=== Descrizione dell'esercizio ===
Trascriva per intero e senza alcuna modifica il brano dell'intervista sulla parola «clandestino».

=== Segmento di testo ===
——
INTERVISTA A GIULIO DI LUZIO, LUNEDI’ 7 NOVEMBRE 2011 (a cura di Luca Balduzzi)
Quante storie differenti vengono nascoste dietro alla parola clandestino? E quante di queste possono effettivamente ricondursi ad una situazione di clandestinità?
Innanzitutto la parola clandestino non ha un’equivalenza lessicale in Europa. Inoltre giuridicamente i clandestini non esistono. Esistono invece i migranti in posizione irregolare. E’ un’espressione che contiene tutto un carico semantico fortemente negativo e criminalizzante. Basti solo pensare al fatto che se un italiano perde il posto di lavoro diviene un disoccupato, se un immigrato cade nella medesima condizione finisce nello status di clandestino. Questa espressione va bandita dal linguaggio giornalistico, sarebbe un atto di autocritica del mondo dell’informazione e al suo modo di affrontare questo delicato segmento della comunicazione, spesso segnato da superficialità e conformismo, senza mai allargare la lente e offrire all’opinione pubblica un’immagine del fenomeno migratorio più obiettiva e meno distorta.
Secondo lo schema proposto dai mezzi di comunicazione di massa, l’immigrazione clandestina coincide sostanzialmente con gli sbarchi degli immigrati nelle isole del sud dell’Italia, ma quali clandestinità, altrettanto se non addirittura più violente, si affiancano a quelle su cui quotidianamente vengono puntati i riflettori?
——
=== Record dei dati ===
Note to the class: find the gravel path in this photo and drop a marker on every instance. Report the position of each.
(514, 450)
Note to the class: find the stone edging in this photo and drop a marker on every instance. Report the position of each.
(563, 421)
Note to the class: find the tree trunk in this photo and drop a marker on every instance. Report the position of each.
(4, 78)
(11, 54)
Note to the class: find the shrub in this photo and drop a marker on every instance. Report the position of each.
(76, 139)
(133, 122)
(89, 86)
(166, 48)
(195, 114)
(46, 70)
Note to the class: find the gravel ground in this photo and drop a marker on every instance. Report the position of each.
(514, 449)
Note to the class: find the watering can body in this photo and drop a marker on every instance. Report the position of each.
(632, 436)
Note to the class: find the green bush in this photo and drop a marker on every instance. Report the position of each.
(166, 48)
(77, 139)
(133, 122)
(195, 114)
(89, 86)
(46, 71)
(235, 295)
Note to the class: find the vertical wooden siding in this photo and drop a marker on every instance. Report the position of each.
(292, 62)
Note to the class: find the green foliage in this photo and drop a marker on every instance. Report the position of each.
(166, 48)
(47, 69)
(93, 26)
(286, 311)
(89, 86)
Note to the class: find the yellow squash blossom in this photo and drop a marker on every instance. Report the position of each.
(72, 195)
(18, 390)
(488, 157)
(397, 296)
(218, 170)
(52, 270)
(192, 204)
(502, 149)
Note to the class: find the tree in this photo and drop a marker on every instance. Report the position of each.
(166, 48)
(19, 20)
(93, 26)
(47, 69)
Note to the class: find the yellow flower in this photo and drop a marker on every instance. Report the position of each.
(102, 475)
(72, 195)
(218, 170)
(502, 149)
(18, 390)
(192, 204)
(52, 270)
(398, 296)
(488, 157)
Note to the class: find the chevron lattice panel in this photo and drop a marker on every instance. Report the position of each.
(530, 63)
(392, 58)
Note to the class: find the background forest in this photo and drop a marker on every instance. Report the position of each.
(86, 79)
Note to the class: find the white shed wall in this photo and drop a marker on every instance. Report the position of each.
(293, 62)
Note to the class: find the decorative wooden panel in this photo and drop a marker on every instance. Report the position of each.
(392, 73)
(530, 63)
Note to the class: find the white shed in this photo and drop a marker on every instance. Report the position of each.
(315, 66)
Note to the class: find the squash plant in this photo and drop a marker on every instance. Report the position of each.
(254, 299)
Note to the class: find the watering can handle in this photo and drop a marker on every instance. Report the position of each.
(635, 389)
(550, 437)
——
=== Risposta al problema ===
INTERVISTA A GIULIO DI LUZIO, LUNEDI’ 7 NOVEMBRE 2011 (a cura di Luca Balduzzi)
Quante storie differenti vengono nascoste dietro alla parola clandestino? E quante di queste possono effettivamente ricondursi ad una situazione di clandestinità?
Innanzitutto la parola clandestino non ha un’equivalenza lessicale in Europa. Inoltre giuridicamente i clandestini non esistono. Esistono invece i migranti in posizione irregolare. E’ un’espressione che contiene tutto un carico semantico fortemente negativo e criminalizzante. Basti solo pensare al fatto che se un italiano perde il posto di lavoro diviene un disoccupato, se un immigrato cade nella medesima condizione finisce nello status di clandestino. Questa espressione va bandita dal linguaggio giornalistico, sarebbe un atto di autocritica del mondo dell’informazione e al suo modo di affrontare questo delicato segmento della comunicazione, spesso segnato da superficialità e conformismo, senza mai allargare la lente e offrire all’opinione pubblica un’immagine del fenomeno migratorio più obiettiva e meno distorta.
Secondo lo schema proposto dai mezzi di comunicazione di massa, l’immigrazione clandestina coincide sostanzialmente con gli sbarchi degli immigrati nelle isole del sud dell’Italia, ma quali clandestinità, altrettanto se non addirittura più violente, si affiancano a quelle su cui quotidianamente vengono puntati i riflettori?